* **Task statement**
Give the listing again character for character, but drop the images.

* **Data extracts**
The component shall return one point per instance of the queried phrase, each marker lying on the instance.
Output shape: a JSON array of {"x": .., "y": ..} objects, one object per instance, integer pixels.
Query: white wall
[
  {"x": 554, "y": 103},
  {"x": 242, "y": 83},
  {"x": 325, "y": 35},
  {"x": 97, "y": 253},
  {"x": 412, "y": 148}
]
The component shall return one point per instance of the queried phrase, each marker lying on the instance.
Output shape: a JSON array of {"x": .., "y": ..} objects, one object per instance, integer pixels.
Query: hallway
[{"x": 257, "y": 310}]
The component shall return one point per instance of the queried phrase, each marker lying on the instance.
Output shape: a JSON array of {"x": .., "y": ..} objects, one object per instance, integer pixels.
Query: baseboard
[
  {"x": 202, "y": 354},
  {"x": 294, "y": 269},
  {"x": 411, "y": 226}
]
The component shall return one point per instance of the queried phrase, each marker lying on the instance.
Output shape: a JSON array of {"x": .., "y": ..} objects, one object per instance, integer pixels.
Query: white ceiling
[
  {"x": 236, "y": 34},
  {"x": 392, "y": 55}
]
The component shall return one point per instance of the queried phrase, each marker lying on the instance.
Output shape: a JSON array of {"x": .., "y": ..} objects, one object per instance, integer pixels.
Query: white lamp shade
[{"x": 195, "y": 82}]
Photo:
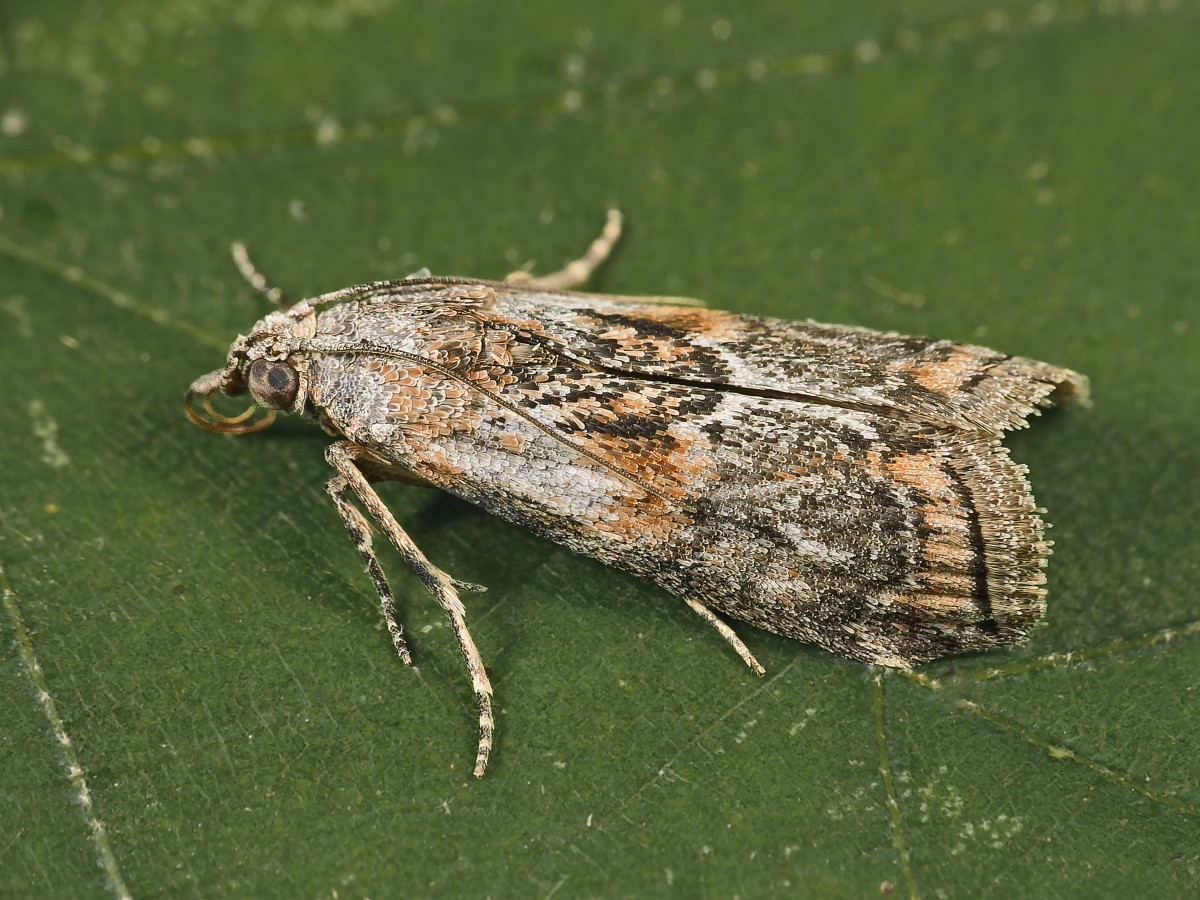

* **Output**
The component shall return one point per instance of the queried phrase, each marker lying on the instance.
Output shape: a JSON array of {"x": .., "y": ..} objects, one object per instance, integer pixels.
Query: white wall
[
  {"x": 554, "y": 103},
  {"x": 242, "y": 83},
  {"x": 325, "y": 35},
  {"x": 97, "y": 253},
  {"x": 412, "y": 148}
]
The component shall return one point per instance of the queried phrase, each marker lying on the instance.
Output shape: a JSON array of {"x": .., "y": ..} objects, one object per instance, integer pixels.
Query: hallway
[{"x": 257, "y": 310}]
The component shall return one point per instance of the queried phrase, each marker lying on the instance.
Output shape: a JSON array of {"x": .., "y": ..} objects, one object per instance, integer pixels.
Query: baseboard
[
  {"x": 202, "y": 354},
  {"x": 294, "y": 269},
  {"x": 411, "y": 226}
]
The component shall return one point per instance of the queried phrase, each marker lying on the instance.
Output shape: a JSON array of {"x": .., "y": ..} objects, one object per instance, integer pixels.
Query: white ceiling
[
  {"x": 236, "y": 34},
  {"x": 392, "y": 55}
]
The component shall return one point per instance of the queried phrase, each marker lying on the instance.
Output shape: a JSON array of {"x": .., "y": ..} objects, one object per instance, integer pixels.
Query: white lamp shade
[{"x": 195, "y": 82}]
Photo:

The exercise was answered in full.